Short exercise
Please rewrite the data below with "tight rectangular region" changed to "close-fitting box" everywhere it occurs, keeping every other part of each line the same.

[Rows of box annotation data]
**********

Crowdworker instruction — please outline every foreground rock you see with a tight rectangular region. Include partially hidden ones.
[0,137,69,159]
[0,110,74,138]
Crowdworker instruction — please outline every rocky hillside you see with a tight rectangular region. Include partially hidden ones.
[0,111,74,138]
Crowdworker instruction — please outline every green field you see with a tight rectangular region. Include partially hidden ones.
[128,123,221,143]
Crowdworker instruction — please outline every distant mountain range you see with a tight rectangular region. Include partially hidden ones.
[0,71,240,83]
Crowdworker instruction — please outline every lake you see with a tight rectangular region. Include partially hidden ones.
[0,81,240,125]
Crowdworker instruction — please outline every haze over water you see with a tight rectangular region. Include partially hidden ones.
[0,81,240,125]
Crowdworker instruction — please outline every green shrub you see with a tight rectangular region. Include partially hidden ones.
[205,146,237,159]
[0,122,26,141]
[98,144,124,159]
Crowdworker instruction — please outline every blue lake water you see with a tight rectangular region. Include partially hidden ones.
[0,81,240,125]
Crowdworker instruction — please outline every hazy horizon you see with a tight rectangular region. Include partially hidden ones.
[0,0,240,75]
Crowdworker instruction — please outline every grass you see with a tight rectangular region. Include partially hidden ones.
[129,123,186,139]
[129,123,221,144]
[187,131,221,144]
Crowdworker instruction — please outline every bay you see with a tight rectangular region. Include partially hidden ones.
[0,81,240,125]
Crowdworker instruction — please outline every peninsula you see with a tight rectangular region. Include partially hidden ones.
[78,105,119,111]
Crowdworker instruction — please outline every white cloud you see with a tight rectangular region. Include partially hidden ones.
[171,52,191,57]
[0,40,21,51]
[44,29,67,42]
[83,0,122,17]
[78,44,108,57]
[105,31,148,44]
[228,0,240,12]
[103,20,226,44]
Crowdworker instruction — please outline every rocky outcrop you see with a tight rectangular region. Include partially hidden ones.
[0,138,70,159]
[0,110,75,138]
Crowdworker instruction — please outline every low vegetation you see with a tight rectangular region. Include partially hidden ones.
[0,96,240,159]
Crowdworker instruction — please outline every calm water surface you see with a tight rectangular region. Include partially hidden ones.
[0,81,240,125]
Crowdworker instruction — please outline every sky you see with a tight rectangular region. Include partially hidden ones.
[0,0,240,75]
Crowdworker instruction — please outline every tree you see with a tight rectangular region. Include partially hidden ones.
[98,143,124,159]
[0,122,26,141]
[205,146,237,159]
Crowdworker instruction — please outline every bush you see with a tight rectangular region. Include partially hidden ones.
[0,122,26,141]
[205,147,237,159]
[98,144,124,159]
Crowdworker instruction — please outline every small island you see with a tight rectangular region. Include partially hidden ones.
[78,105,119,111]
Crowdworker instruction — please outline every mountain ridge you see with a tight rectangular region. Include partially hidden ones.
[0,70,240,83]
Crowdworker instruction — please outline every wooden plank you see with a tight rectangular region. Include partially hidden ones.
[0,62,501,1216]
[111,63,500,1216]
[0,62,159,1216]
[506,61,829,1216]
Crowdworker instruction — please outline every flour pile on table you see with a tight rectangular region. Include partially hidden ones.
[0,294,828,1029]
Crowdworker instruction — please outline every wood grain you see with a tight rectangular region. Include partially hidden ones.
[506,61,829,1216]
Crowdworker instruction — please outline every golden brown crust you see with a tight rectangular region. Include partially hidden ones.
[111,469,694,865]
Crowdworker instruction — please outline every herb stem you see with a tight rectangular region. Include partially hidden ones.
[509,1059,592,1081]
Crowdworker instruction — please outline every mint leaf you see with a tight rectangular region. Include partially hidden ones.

**********

Answer to this task
Crowdworker instruction — please outline every foreground rock you see with a close-fitting box. Include partially hidden ones.
[0,137,69,159]
[0,110,74,138]
Crowdworker instruction — please outline every rocky hillside you see with a close-fitting box. Include partially hidden ones.
[0,111,74,138]
Crowdworker instruction — please outline every green field you see with a close-fitting box. Include partially hidden ones.
[128,123,221,143]
Crowdworker instruction — please outline every distant mountain range you see with a close-fitting box. Include partially hidden ones.
[0,71,240,83]
Crowdworker instruction — please outline every lake you see with a close-fitting box. Include partially hidden ones.
[0,81,240,125]
Crowdworker instruction — please outline every haze over water you see with a close-fitting box. Include partially hidden ones.
[0,81,240,125]
Crowdworker instruction — please outline every green shrub you see with a close-fitting box. Include partially hidden ones.
[205,146,237,159]
[0,122,26,141]
[98,144,124,159]
Crowdworker instruction — please outline every blue lake water you see with a close-fitting box. Include partially hidden ones.
[0,81,240,125]
Crowdworker instruction — please outline every hazy horizon you see with a close-fitting box. Include partially hidden ones.
[0,0,240,75]
Crowdworker instruction — please outline every grass you see with a close-fitting box. Include partially hidden ones.
[129,123,186,139]
[129,123,221,144]
[187,131,221,144]
Crowdworker instruction — please outline every bay you see with a close-fitting box. Include partially hidden ones.
[0,81,240,125]
Crowdworker instruction — please outline every peninsula you see with a close-fitting box. Include partially hidden ones.
[78,105,119,111]
Crowdworker instruction — please outline every white cloud you see with a close-fitting box. Include partially hidden ones.
[171,52,191,57]
[0,40,21,51]
[44,29,67,42]
[83,0,122,17]
[78,44,108,57]
[105,31,148,44]
[228,0,240,12]
[103,20,226,44]
Crowdworker instruction — please outline every rocky outcrop you see with a close-fitting box. Include partially hidden ones.
[0,138,70,159]
[0,110,75,138]
Crowdworker instruction — please outline every low vegetation you see with a close-fitting box. Include partially hidden ones.
[0,96,240,159]
Crowdworker instruction — please outline every calm water surface you see with a close-fitting box. Include partially hidden ones.
[0,81,240,125]
Crowdworker instruction — please outline every sky you see with a close-fitting box. Include partially hidden ones.
[0,0,240,75]
Crowdworker instruction — please outline every tree you see with a close-fitting box. Include partially hidden ones.
[98,143,124,159]
[0,122,26,141]
[205,146,237,159]
Crowdworker instruction — please outline every bush you see with a close-fitting box. Include partially hidden ones.
[0,122,26,141]
[205,147,237,159]
[98,144,124,159]
Crowdworker instruction — please outline every small island you see with a close-fitting box. Include partially hidden ones.
[78,105,119,111]
Crowdworker instruction — please outline every mountain ridge you see with a close-fitting box. Include partially hidden ones.
[0,70,240,83]
Crowdworker instruction — please outline every wooden plank you see with a close-fitting box. Include partially hidden ones.
[0,62,501,1216]
[111,63,500,1216]
[0,62,159,1216]
[506,61,829,1216]
Crowdworker instruction — please outline every flour pile on table you see with a close-fitting box. Include partially hidden ones.
[0,294,828,1029]
Crowdworker instruction — please outline every wood grain you see with a close-fitting box. Include partially hidden ones.
[506,61,829,1216]
Crowdworker instruction — please outline every golden brown crust you see with a close-fitting box. Include partially hidden ones.
[111,469,694,865]
Crowdworker instruction — please outline every herb stem you see with a close-fitting box. Include partially hidden ones.
[509,1059,592,1081]
Crowdworker instruction — please outline every mint leaf you see with a close-fitting box. Include partially hidden ones.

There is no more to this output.